## Source document
#####
# An error occurred while trying to uninstall prg. It may have already been uninstalled



## chweetkavi (Jun 11, 2010)

when we try to uninstall our software from Add or Remove programs, an error occurrs in vista/win7 with a message "An error occurred while trying to uninstall program. It may have already been uninstalled". The software is good as this error occurs only in some systems.
I read that this is a known issue in Windows vista and higher version of OS and it occurs due to timing issue.

Has anyone encountered the same error. If so could you let me know any resolution or work around to solve/avoid this issue.

Please help asap as this is very urgent.

Thanks in advance.


----------



## jcgriff2 (Sep 30, 2007)

Hi - 

See if Revo Uninstaller can take out the app in question - 

http://www.revouninstaller.com/revo_uninstaller_free_download.html

Regards. . .

jcgriff2

.


----------



## chweetkavi (Jun 11, 2010)

Hi,

The program gets uninstalled properly. It just displays that message before rebooting. ie when we select yes for reboot.

Our customers have asked to fix the issue such that, the pop up error message does not appear.

thanks


----------



## jcgriff2 (Sep 30, 2007)

If the app uninstalls OK and the message is only seen once... it sounds like a minor programming bug -- you would need to contact the developers about this.

What app are we talking about here?

jcgriff2

.


----------



## chweetkavi (Jun 11, 2010)

Hi,

Thanks for the response.

We are the application developer. It is a product that we have developed using install script for WLAN and bluetooth install. There is no problem with the application as this error is not consistent in all the systems. We could rarely reproduce in specific client systems and they have requested a fix for it. I read it in this link that it occurs due to some timing issue.

http://support.microsoft.com/kb/2002473/

But the customers are specific and have asked us to fix this.

Since the message is coming up from the OS, we are unable to fix it.

Thanks
Kavitha


----------



## jcgriff2 (Sep 30, 2007)
#####
## Given material
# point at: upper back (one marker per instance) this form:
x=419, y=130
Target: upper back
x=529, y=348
#####
## Task set
**A)** In the uninstall error thread, which two kinds of install does the developers' product handle?
**B)** Carry on the uninstall error thread from the point where it stops.

## Results for each task
**A)** WLAN and bluetooth install.

**B)**
Hi Kavitha - 

I don't know what to tell you here as Microsoft kb2002473 states - 


> No additional action is necessary. You can safely ignore this error message.


Furthermore, Microsoft goes on to say - 


> Microsoft has confirmed that this is a problem in the Microsoft products that are listed in the Applies To section.


The "Applies To" section in kb2002473 mentions Vista only, which would include Vista SP2 based on the kb's last review date = 26 November 2009. Knowing that Windows 7 RTM was out at that time, one may consider Windows 7 to be included given that Vista's build is NT 6.0 and Windows 7 = NT 6.1.

On the other side of that theory, one must wonder why Windows 7 was not included if it is a known problem carried forward from Vista. I cannot locate a similar kb referring to Windows 7 alone. I myself would assume Windows 7 RTM has the same issue and _may_ be corrected in Windows 7 SP1, which is not yet released.

Given that Microsoft recognizes the problem as a Windows OS issue, I don't see what can be done outside of accepting the "solution" in kb2002473 - 


> No additional action is necessary. You can safely ignore this error message.


Simply put, this issue is outside your scope and not fixable by you - only by Microsoft. I would provide copies of the kb to your customers. I do understand your clients reservations/ concerns here.

Regards. . .

jcgriff2

.


----------



## chweetkavi (Jun 11, 2010)

Hi,

Thanks for the timely response. Could you please send me the KB so that I can forward it to my customers.

Thanks
Kavitha


----------



## jcgriff2 (Sep 30, 2007)

Hi Kavitha . . .

The kb is the one you provided me originally - kb2002473 -

http://support.microsoft.com/kb/2002473/

That is the official published copy by Microsoft available to the public.

Right side, center of page - 2 options allowed - 

*Page Tools*
· Print this page 
· E-mail this page 

You can legally provide your clients with a full copy or email them the link.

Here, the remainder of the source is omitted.